Linley E. Pearson, Atty. Gen., Jane A. Morrison, Deputy Atty. Gen., Indianapolis, for respondent-appellee.

GARRARD, Presiding Judge.

Klenk pled guilty to two counts of rape, one a Class B felony and one a Class A felony.

He now appeals from denial of his petition for post conviction relief and raises three issues.

First, he asserts the court failed to adequately advise him of his right to confrontation before accepting the plea. We agree that the right encompasses both the cross examination of witnesses and their physical confrontation by the accused. See, e.g., Pennsylvania v. Ritchie (1987), 480 U.S. 39, 107 S.Ct. 989, 94 L.Ed.2d 40. For this reason the better practice for a court in preparing to consider a guilty plea is, certainly, to expressly mention both aspects. That does not mean, however, that the plea is rendered involuntary if the court fails to use a specific word or term.

On the contrary, our decisions have uniformly held that the precise statutory language need not be used. See, e.g., Frazier v. State (1986), Ind., 500 N.E.2d 1187. Moreover, a reviewing court should look to the facts and circumstances surrounding the taking of the plea to determine whether an adequate advisement has been given. Douglas v. State (1987), Ind., 510 N.E.2d 682. Thus, our supreme court has expressly held that an accused was adequately advised of his rights of confrontation where neither aspect was expressly mentioned but the accused was advised of his right to a public trial by a jury and had been involved in pretrial depositions of witnesses. Mathis v. State (1980), 273 Ind. 609, 613, 406 N.E.2d 1182, 1184.

══════════

• [Given problem 1]:
Return every line of the entries below that contains the word "arena".

• [Entries pointing to named objects]:
══════════

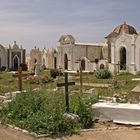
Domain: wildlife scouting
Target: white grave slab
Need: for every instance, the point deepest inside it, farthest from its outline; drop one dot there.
(119, 113)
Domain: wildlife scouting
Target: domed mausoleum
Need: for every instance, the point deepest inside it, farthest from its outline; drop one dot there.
(124, 48)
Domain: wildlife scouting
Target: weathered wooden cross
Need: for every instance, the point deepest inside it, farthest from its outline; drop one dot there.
(20, 75)
(81, 80)
(66, 84)
(118, 65)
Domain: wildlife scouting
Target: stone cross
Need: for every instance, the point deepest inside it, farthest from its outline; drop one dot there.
(66, 84)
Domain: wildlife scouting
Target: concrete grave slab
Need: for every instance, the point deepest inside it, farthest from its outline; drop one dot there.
(118, 112)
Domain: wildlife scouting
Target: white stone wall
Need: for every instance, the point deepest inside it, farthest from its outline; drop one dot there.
(127, 41)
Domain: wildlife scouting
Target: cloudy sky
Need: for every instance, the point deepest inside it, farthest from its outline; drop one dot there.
(41, 22)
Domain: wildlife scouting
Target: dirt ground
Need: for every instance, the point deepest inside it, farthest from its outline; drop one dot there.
(117, 134)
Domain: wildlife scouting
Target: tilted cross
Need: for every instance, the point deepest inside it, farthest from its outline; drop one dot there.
(66, 84)
(81, 80)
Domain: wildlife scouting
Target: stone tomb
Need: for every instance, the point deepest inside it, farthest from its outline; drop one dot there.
(117, 112)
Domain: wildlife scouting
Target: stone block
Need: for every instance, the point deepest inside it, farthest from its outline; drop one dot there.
(119, 113)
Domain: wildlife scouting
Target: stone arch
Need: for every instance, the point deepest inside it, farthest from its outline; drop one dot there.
(16, 62)
(122, 58)
(65, 61)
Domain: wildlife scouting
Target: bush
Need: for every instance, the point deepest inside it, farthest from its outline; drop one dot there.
(54, 73)
(43, 113)
(103, 74)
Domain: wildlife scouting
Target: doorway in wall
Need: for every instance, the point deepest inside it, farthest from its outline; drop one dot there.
(123, 58)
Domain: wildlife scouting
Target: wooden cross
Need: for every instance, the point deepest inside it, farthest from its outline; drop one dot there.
(118, 64)
(66, 84)
(20, 75)
(81, 80)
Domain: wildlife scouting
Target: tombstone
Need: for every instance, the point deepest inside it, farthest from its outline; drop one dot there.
(135, 94)
(37, 69)
(66, 84)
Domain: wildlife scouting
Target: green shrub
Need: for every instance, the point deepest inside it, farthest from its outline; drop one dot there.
(43, 113)
(103, 74)
(54, 72)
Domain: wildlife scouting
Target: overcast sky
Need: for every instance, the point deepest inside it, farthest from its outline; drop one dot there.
(41, 22)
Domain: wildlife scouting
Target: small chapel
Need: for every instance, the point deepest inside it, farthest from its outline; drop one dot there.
(72, 55)
(13, 57)
(124, 48)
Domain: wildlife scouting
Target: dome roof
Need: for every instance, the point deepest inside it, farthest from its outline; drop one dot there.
(123, 27)
(15, 46)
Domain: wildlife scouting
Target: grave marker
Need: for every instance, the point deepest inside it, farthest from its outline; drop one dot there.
(66, 84)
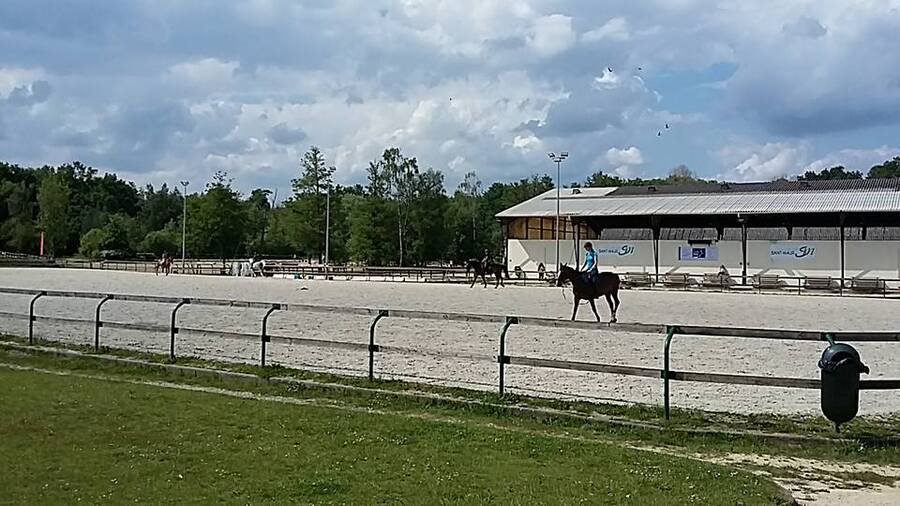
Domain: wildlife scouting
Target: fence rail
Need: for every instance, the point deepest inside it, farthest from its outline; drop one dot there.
(761, 282)
(502, 358)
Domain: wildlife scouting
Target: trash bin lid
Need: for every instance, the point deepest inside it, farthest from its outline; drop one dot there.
(837, 352)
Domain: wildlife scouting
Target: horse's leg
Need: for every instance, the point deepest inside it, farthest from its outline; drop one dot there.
(594, 309)
(615, 296)
(612, 309)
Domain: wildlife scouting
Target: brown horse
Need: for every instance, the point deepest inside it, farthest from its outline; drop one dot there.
(164, 265)
(607, 285)
(492, 269)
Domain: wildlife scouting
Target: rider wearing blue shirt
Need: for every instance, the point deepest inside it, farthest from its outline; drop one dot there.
(591, 261)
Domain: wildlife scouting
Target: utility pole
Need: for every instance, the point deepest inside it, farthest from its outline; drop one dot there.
(327, 226)
(558, 159)
(183, 224)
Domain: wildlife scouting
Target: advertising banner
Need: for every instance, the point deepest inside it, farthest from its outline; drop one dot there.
(784, 251)
(698, 253)
(615, 250)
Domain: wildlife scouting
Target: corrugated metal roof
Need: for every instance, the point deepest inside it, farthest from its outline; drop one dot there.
(607, 202)
(772, 186)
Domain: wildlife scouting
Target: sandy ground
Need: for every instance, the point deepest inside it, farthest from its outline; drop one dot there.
(606, 346)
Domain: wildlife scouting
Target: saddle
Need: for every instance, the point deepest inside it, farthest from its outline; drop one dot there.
(591, 279)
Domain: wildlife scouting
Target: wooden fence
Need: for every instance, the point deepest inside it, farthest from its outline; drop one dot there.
(502, 359)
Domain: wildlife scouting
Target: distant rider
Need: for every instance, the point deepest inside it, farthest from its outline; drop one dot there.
(590, 263)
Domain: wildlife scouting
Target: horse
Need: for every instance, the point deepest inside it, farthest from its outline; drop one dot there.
(258, 268)
(165, 264)
(607, 285)
(497, 270)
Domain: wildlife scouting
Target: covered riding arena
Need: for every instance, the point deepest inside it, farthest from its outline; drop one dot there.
(463, 353)
(828, 235)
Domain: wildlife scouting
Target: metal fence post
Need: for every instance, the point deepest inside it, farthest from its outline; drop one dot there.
(502, 359)
(31, 317)
(264, 337)
(670, 333)
(174, 330)
(372, 346)
(98, 323)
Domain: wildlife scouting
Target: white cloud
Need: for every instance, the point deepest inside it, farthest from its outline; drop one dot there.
(762, 163)
(854, 159)
(552, 35)
(616, 29)
(608, 80)
(624, 160)
(625, 156)
(208, 73)
(15, 77)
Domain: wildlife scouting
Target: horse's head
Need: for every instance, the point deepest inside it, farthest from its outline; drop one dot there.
(566, 275)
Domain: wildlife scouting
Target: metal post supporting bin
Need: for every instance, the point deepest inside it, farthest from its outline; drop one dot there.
(372, 346)
(98, 323)
(31, 317)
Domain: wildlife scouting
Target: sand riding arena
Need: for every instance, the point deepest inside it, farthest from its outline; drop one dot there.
(463, 353)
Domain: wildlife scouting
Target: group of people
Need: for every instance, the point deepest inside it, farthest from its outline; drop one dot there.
(165, 263)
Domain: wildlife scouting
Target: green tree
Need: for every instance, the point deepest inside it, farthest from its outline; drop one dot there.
(167, 240)
(217, 220)
(159, 207)
(17, 231)
(838, 172)
(53, 201)
(120, 233)
(890, 168)
(92, 244)
(309, 202)
(259, 211)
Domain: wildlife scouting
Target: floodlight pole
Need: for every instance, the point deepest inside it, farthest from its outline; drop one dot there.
(183, 224)
(558, 159)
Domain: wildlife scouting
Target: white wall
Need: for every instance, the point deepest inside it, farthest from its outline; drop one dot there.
(868, 258)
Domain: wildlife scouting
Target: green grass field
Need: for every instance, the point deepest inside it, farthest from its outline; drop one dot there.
(70, 439)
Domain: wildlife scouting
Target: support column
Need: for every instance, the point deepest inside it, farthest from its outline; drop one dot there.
(576, 227)
(843, 234)
(743, 251)
(654, 224)
(506, 242)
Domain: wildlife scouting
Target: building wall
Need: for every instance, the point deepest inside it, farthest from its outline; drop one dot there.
(867, 258)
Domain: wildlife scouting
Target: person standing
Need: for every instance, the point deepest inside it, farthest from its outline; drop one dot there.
(591, 263)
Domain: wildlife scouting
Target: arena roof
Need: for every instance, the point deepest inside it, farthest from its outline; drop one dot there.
(777, 198)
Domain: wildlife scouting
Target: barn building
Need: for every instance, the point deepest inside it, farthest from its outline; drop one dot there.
(844, 230)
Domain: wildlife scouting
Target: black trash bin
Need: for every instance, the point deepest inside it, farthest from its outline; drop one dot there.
(841, 367)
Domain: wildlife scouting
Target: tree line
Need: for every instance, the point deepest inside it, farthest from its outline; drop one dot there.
(403, 215)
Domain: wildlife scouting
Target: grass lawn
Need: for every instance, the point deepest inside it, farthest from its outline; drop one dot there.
(65, 440)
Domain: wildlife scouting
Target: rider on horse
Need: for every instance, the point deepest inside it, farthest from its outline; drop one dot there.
(590, 263)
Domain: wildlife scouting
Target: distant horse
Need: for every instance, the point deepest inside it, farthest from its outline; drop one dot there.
(258, 268)
(164, 264)
(496, 270)
(607, 285)
(241, 269)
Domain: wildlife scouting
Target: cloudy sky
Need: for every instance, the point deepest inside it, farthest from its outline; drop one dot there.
(161, 90)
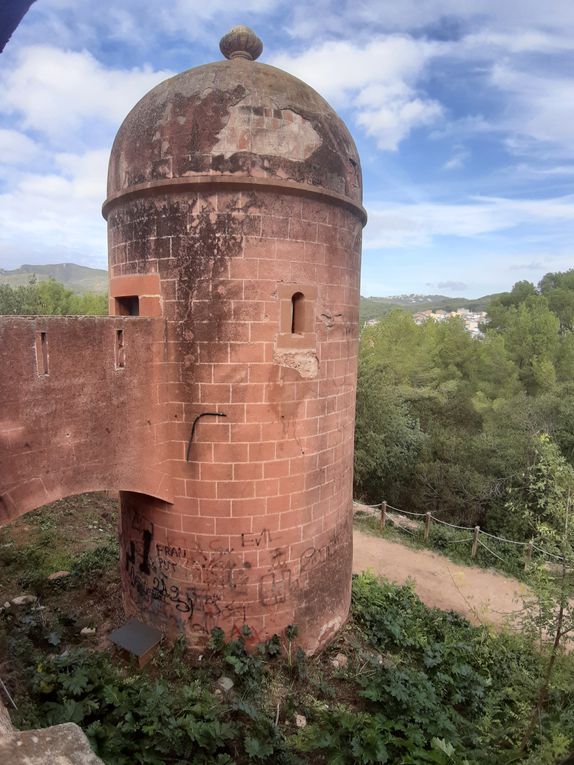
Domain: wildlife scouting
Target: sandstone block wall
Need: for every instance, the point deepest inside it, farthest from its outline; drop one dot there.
(260, 527)
(79, 409)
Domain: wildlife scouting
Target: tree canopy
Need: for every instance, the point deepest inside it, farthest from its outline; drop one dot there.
(452, 423)
(47, 298)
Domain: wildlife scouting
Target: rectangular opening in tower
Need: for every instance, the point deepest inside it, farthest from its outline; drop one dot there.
(120, 349)
(128, 306)
(42, 353)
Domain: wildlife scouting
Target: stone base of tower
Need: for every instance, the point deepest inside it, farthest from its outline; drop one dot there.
(188, 584)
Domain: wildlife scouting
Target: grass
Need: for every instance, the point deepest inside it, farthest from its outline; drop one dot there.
(420, 685)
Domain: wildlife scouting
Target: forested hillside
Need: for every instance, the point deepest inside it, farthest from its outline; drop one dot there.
(49, 297)
(457, 425)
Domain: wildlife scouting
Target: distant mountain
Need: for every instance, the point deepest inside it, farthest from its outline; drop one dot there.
(375, 307)
(79, 279)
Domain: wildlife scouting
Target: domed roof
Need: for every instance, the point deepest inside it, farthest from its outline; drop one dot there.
(236, 117)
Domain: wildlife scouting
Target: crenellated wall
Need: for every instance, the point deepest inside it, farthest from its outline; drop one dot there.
(79, 409)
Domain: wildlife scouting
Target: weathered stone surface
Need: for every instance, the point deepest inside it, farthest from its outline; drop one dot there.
(24, 600)
(59, 745)
(339, 661)
(218, 399)
(225, 683)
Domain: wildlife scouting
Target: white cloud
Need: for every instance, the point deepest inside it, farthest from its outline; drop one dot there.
(378, 81)
(457, 159)
(58, 93)
(415, 225)
(541, 108)
(341, 16)
(56, 218)
(17, 148)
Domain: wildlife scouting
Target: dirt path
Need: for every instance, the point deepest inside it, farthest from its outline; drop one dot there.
(480, 595)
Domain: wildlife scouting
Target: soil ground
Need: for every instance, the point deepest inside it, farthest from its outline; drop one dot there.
(52, 538)
(482, 596)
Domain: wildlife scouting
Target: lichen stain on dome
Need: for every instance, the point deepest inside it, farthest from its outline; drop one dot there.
(222, 119)
(267, 131)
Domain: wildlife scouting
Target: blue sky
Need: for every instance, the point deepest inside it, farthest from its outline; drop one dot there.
(462, 110)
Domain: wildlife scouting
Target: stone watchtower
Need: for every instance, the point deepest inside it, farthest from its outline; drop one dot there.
(234, 217)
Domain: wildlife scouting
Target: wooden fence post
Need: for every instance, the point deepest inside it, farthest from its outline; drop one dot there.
(475, 534)
(383, 514)
(528, 553)
(427, 526)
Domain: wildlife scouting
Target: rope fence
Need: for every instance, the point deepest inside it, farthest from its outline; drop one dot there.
(423, 528)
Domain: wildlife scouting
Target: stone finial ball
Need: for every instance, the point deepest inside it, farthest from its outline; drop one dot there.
(241, 42)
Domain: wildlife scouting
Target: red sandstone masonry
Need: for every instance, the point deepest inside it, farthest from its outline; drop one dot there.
(225, 520)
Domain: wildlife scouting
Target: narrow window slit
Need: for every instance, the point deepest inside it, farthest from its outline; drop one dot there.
(120, 349)
(128, 306)
(42, 353)
(298, 314)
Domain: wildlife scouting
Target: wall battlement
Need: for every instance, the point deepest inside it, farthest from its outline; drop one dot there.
(78, 407)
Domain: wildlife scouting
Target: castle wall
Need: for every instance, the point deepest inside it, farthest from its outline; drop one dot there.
(79, 409)
(259, 532)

══════════

• [Given problem 2]:
Print, word for word, the part of the court opinion above that begins at the words "Klenk pled guilty" and stops after "raises three issues.".

• [Expected answer 1]:
Target: covered riding arena
Target: sand riding arena
Target: arena roof

• [Expected answer 2]:
Klenk pled guilty to two counts of rape, one a Class B felony and one a Class A felony.

He now appeals from denial of his petition for post conviction relief and raises three issues.